<<<<

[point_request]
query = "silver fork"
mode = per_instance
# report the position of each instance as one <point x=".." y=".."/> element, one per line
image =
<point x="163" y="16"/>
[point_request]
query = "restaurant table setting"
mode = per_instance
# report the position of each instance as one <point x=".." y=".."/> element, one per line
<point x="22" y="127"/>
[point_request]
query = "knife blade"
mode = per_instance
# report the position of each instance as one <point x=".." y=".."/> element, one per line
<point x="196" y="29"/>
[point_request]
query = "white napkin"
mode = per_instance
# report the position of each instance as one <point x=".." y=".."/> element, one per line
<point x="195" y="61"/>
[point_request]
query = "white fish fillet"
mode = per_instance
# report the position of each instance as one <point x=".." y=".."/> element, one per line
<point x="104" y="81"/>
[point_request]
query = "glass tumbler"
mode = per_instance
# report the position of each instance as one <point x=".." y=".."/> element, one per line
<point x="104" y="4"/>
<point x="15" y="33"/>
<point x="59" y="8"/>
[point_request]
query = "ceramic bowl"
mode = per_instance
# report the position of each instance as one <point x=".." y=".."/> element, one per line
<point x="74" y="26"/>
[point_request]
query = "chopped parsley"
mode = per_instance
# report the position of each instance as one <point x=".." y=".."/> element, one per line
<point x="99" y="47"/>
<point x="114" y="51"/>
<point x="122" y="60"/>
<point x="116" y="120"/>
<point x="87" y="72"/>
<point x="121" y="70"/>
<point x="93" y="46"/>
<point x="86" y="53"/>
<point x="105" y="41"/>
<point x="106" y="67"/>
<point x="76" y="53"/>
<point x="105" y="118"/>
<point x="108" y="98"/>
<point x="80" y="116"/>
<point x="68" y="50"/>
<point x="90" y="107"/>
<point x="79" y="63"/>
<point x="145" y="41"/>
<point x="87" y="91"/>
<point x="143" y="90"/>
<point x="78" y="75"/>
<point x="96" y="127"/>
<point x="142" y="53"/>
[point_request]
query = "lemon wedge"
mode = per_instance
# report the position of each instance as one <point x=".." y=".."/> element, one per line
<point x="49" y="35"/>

>>>>

Your instructions:
Send back the whole listing above exactly, please.

Response for this exercise:
[point_request]
query = "silver fork"
mode = per_instance
# report the position of each instance as one <point x=".." y=".."/> element, one per line
image =
<point x="163" y="16"/>
[point_request]
query = "restaurant table setting"
mode = per_instance
# report the position of each instance as one <point x=".." y=".."/> element, one per line
<point x="22" y="127"/>
[point_request]
query = "knife blade"
mode = per_instance
# report the position of each instance as one <point x=".." y=".."/> element, one per line
<point x="196" y="29"/>
[point_request]
query = "white napkin"
mode = per_instance
# report the position of each instance as one <point x=".." y=".."/> element, one per line
<point x="195" y="61"/>
[point_request]
query = "white fish fillet"
mode = per_instance
# report the position of each instance as one <point x=".." y=".."/> element, one per line
<point x="104" y="81"/>
[point_request]
query = "glass tumbler"
mode = per_instance
# report the position of each instance as one <point x=".." y=".."/> element, one per line
<point x="104" y="4"/>
<point x="15" y="33"/>
<point x="59" y="8"/>
[point_request]
query = "ceramic bowl"
mode = per_instance
# report the position of each instance as one <point x=".." y=".."/> element, one per line
<point x="74" y="26"/>
[point_request]
query = "chopped parsley"
mode = per_instance
# report the position of each instance as one <point x=".." y=".."/> element, one per line
<point x="99" y="47"/>
<point x="114" y="51"/>
<point x="122" y="60"/>
<point x="116" y="120"/>
<point x="87" y="72"/>
<point x="121" y="70"/>
<point x="93" y="46"/>
<point x="86" y="53"/>
<point x="105" y="41"/>
<point x="106" y="67"/>
<point x="76" y="53"/>
<point x="105" y="118"/>
<point x="108" y="98"/>
<point x="80" y="116"/>
<point x="68" y="50"/>
<point x="90" y="107"/>
<point x="79" y="63"/>
<point x="145" y="41"/>
<point x="87" y="91"/>
<point x="143" y="90"/>
<point x="78" y="75"/>
<point x="96" y="127"/>
<point x="142" y="53"/>
[point_request]
query = "lemon wedge"
mode = per_instance
# report the position of each instance as one <point x=".." y=".."/> element, one per line
<point x="49" y="35"/>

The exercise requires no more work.